Text excerpt:
□ □ □ □ □

Mr. Ghani could still cut enough deals with some of the other six losing candidates to regain the ground lost to Mr. Abdullah.
Or, as has happened many times in the past, Afghans might vote their ethnicities, with the more numerous Pashtuns all rallying to Mr. Ghani’s side. Mr. Abdullah dismissed that possibility, saying Afghans had “risen beyond” ethnic politics.
Mr. Ghani is closely associated with Mr. Karzai’s government, serving in the past three years as his adviser in charge of transition, the process in which responsibility for security was being gradually transferred from the Americans and NATO to Afghan security forces.
In an interview Saturday, Mr. Ghani cited that work as an indication of the less contentious relationship with the United States he espouses. “Neither you nor any journalist can cite a single incident where any aspect of transition became a public debate or an issue of contention,” he said.
But some voters assign him a measure of guilt by association for Mr. Karzai’s refusal to sign the bilateral security agreement with the United States, a move that has thrown the future of a Western military presence here into doubt and turmoil. The deal had widespread support among Afghans and was endorsed by the grand council of elders, or loya jirga, that Mr. Karzai called to ratify it.
American officials have expressed alarm that the lack of an agreement would force a total American military withdrawal by the end of the year and the potential loss of air bases used for drone strikes in Pakistan. Some American policy makers fear it could also ease the way to a Taliban resurgence and even a regrouping of Al Qaeda, whose presence here the 12-year NATO-led war was intended to eliminate.
While Mr. Ghani has also promised to sign the security agreement if he takes office, he has refrained from criticizing Mr. Karzai on the issue. Mr. Abdullah, on the other hand, has assailed Mr. Karzai for it, saying his refusal to sign had imperiled Afghanistan’s security in the midst of a war.

□ □ □ □ □

Material:

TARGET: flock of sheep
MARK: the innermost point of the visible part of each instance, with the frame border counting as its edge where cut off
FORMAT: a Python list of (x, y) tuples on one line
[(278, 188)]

□ □ □ □ □

Task to carry out:
Please repeat the part of the Afghan election text word for word, starting with "In an interview" and going on through "to ratify it.".

Written answer:
In an interview Saturday, Mr. Ghani cited that work as an indication of the less contentious relationship with the United States he espouses. “Neither you nor any journalist can cite a single incident where any aspect of transition became a public debate or an issue of contention,” he said.
But some voters assign him a measure of guilt by association for Mr. Karzai’s refusal to sign the bilateral security agreement with the United States, a move that has thrown the future of a Western military presence here into doubt and turmoil. The deal had widespread support among Afghans and was endorsed by the grand council of elders, or loya jirga, that Mr. Karzai called to ratify it.